### ACTIVITY 1
Summarize the obituary of William D. Toth in two sentences.
### ACTIVITY 2
Write the next part of the obituary of William D. Toth, picking up after its final sentence.

### GIVEN PASSAGE
=====

William D. Toth, who retired in 2015 after a 47-year-career at Northrop Grumman Corporation—lastly as Director of Space Systems Payloads, responsible for all Space-Based Infrared System Sensors—died on Friday, May 18. He was 72. The cause was prostate cancer.
Known as Will to his family, Billy to his mother, Bill to his colleagues and Willy to many of his childhood and college friends, he was born December 10 to Ilse Katzenstein Toth, who retired at 85 from her third job, and Frank Toth, a technician at Brookhaven National Lab, volunteer firefighter and EMT on Long Island. Will was raised in Patchogue, NY and graduated from Patchogue High School and Union College in Schenectady, NY. His sister, Barbara Toth, lives in Asheville, NC. He also has a niece, Jess Boudreau, and a nephew, Alex Boudreau.
“Will brought a joy and intensity to everything he did,” said Mary Toth, his wife of 45 years. “He once took over our microwave for days to test some ceramic for an early work project.” A lifelong sports fan—particularly the Baltimore Orioles—Will was a standout student-athlete and played and followed golf throughout his life.

=====

### DATA SECTION
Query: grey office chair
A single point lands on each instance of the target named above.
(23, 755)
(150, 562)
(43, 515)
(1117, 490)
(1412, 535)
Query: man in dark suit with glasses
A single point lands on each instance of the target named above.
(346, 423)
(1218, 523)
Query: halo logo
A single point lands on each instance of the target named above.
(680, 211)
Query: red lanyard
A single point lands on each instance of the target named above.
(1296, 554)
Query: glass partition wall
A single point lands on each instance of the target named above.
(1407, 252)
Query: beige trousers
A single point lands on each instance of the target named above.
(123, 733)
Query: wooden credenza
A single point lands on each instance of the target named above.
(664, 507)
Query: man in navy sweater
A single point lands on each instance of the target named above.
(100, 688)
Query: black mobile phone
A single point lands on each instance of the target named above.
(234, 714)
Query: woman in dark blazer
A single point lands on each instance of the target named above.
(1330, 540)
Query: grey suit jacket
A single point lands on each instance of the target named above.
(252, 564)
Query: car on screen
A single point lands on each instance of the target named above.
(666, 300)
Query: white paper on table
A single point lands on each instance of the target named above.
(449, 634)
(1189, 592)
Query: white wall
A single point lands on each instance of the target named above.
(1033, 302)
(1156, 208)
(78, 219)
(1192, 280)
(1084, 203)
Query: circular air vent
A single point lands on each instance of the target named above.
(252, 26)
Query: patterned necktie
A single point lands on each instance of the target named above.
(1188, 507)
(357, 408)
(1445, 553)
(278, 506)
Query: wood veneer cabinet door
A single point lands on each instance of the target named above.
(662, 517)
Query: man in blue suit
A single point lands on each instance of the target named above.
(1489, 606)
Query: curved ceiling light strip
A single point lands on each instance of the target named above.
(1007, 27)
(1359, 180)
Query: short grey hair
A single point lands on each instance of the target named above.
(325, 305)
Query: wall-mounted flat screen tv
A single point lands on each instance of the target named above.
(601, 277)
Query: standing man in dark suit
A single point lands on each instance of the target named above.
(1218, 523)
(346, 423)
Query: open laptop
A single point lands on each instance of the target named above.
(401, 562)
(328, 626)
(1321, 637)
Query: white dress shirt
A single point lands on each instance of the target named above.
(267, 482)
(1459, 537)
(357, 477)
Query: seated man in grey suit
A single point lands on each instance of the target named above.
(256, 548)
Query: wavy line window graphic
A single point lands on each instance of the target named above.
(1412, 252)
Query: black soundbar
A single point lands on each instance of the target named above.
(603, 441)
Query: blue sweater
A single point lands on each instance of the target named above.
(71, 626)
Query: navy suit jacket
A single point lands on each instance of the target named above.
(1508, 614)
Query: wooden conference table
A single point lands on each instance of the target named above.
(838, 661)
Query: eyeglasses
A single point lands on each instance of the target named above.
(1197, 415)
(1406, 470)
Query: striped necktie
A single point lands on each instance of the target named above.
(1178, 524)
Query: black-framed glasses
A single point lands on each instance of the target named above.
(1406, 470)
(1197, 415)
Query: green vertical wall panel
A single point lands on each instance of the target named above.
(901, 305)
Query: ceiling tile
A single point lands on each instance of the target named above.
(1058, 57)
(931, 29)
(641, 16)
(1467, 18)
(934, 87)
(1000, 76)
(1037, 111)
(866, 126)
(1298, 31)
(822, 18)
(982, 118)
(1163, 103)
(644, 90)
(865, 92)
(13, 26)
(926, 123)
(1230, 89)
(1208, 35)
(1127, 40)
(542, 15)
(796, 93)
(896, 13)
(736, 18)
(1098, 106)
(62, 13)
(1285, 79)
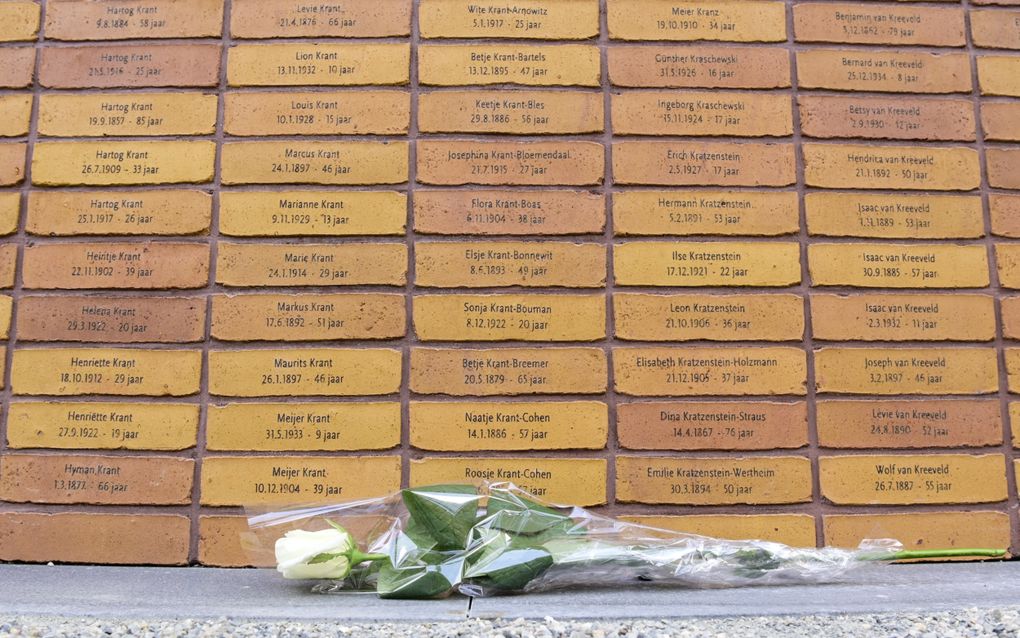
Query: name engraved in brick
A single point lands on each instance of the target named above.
(483, 264)
(711, 317)
(899, 265)
(353, 112)
(303, 427)
(311, 264)
(105, 371)
(703, 263)
(578, 481)
(307, 316)
(508, 371)
(118, 212)
(894, 216)
(279, 213)
(102, 426)
(540, 65)
(510, 317)
(701, 66)
(111, 264)
(903, 317)
(908, 424)
(713, 481)
(114, 320)
(304, 372)
(276, 480)
(508, 212)
(906, 371)
(706, 371)
(712, 425)
(704, 163)
(891, 71)
(912, 479)
(526, 426)
(310, 63)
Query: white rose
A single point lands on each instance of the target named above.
(298, 547)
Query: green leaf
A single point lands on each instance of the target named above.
(445, 513)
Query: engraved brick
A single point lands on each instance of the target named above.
(15, 111)
(287, 64)
(701, 66)
(889, 215)
(575, 481)
(705, 371)
(1001, 120)
(899, 265)
(906, 371)
(508, 371)
(540, 65)
(1005, 211)
(281, 213)
(896, 118)
(712, 317)
(66, 372)
(352, 112)
(903, 317)
(18, 21)
(120, 212)
(465, 427)
(117, 19)
(509, 212)
(37, 537)
(704, 163)
(1004, 167)
(909, 424)
(277, 480)
(796, 530)
(303, 427)
(566, 19)
(452, 162)
(16, 66)
(999, 75)
(712, 426)
(102, 426)
(103, 66)
(708, 481)
(113, 320)
(311, 264)
(909, 167)
(307, 316)
(705, 212)
(11, 163)
(893, 71)
(510, 317)
(257, 18)
(481, 264)
(528, 112)
(939, 530)
(730, 21)
(702, 263)
(996, 30)
(93, 479)
(304, 372)
(116, 163)
(860, 23)
(740, 114)
(110, 264)
(314, 162)
(912, 479)
(126, 113)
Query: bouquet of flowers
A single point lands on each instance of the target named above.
(428, 542)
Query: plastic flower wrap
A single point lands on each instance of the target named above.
(429, 542)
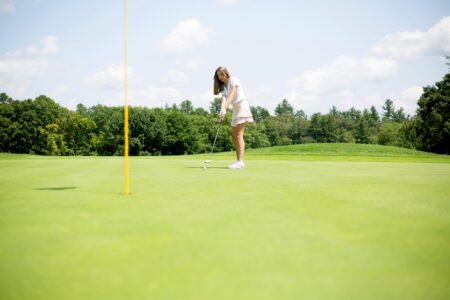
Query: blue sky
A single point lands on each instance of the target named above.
(316, 54)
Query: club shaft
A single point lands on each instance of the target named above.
(215, 139)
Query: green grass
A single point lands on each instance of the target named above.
(301, 222)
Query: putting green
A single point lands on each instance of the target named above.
(297, 223)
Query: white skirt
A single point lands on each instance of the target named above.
(241, 113)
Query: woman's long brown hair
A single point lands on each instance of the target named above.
(218, 84)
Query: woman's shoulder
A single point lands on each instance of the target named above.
(235, 81)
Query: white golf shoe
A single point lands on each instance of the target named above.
(237, 165)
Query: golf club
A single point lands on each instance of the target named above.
(206, 162)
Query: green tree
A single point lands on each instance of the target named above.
(187, 107)
(433, 117)
(284, 108)
(259, 113)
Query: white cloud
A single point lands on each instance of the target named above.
(189, 65)
(49, 45)
(408, 99)
(187, 35)
(226, 2)
(175, 77)
(7, 7)
(17, 74)
(19, 69)
(342, 73)
(412, 44)
(111, 77)
(152, 96)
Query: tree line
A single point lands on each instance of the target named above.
(42, 126)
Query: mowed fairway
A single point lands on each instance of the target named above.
(297, 223)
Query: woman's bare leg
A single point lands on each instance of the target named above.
(238, 140)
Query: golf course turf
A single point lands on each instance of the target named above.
(315, 221)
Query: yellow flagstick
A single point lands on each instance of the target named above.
(125, 111)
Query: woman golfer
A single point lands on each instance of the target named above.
(233, 93)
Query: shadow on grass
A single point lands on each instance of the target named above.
(59, 188)
(208, 168)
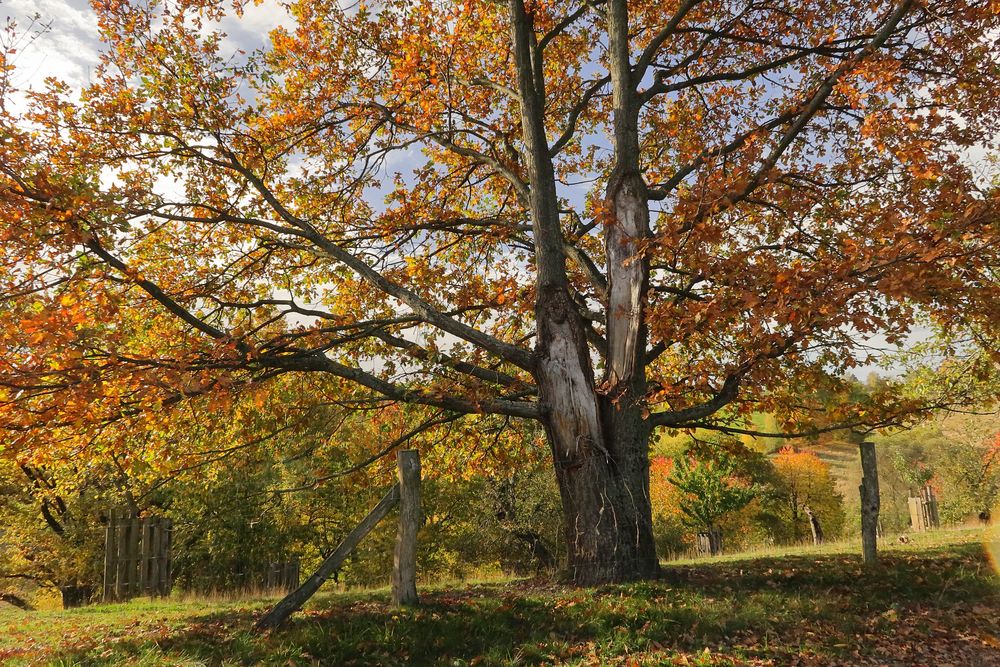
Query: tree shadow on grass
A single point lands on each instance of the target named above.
(819, 610)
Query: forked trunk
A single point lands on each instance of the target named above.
(605, 495)
(598, 436)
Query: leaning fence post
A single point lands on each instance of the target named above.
(404, 570)
(869, 502)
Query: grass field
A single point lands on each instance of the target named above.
(932, 602)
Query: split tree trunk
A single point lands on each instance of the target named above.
(869, 503)
(598, 435)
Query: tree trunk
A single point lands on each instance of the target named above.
(814, 524)
(604, 486)
(598, 436)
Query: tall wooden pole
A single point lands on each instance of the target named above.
(294, 600)
(869, 502)
(404, 570)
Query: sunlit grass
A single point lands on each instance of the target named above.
(929, 600)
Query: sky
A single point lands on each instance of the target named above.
(69, 50)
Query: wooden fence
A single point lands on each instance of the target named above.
(406, 494)
(136, 556)
(923, 510)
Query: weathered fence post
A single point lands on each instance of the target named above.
(404, 570)
(869, 502)
(814, 525)
(109, 557)
(294, 600)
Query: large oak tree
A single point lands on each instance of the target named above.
(608, 216)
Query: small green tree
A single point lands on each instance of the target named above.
(714, 483)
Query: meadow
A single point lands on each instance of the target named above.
(933, 601)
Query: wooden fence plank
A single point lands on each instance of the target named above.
(294, 600)
(404, 570)
(109, 557)
(869, 502)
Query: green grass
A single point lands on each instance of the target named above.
(934, 602)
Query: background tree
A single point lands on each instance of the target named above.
(629, 215)
(714, 483)
(804, 481)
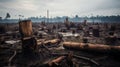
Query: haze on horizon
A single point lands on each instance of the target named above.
(70, 8)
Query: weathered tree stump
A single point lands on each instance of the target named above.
(29, 42)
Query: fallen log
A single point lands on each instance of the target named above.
(56, 61)
(78, 57)
(49, 42)
(91, 47)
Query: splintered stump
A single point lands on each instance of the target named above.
(100, 48)
(25, 28)
(28, 42)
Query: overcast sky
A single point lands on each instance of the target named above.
(59, 7)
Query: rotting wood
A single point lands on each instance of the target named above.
(56, 61)
(91, 47)
(29, 43)
(78, 57)
(48, 42)
(25, 28)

=====

### RESPONSE AREA 1
William D. Toth, who retired in 2015 after a 47-year career at Northrop Grumman Corporation, most recently as Director of Space Systems Payloads, died of prostate cancer on Friday, May 18, at age 72. Raised in Patchogue, NY, and a graduate of Union College, he was remembered by Mary Toth, his wife of 45 years, for the joy and intensity he brought to everything, and he was a lifelong sports fan who played and followed golf throughout his life.

### RESPONSE AREA 2
In 1965, Will made the game-winning catch to clinch the NCAA College Division Atlantic Coast Regional Championship at Yankee Stadium. Gary Brown, who pitched that long-ago game, recalled the victory, “The 3-1 win over Old Dominion created a memory for all of us that has never faded….” Centerfielder Greg (Swede) Olsen added “‘The Catch’ is only one of the many things I remember about Bill....He was a GREAT teammate….during the highs and lows of the season, we could trust him to be supportive and encouraging. This helped our team to be resilient and optimistic….He would do all the little things to help our team win. Bill was not a "rah-rah" kind of guy, he led by example. No one worked harder than Bill. His work ethic and attitude rubbed off on his teammates. You could always depend on Bill to do his job.”
In 2015, the 1965 baseball team was inducted into the Union College Sports Hall of Fame.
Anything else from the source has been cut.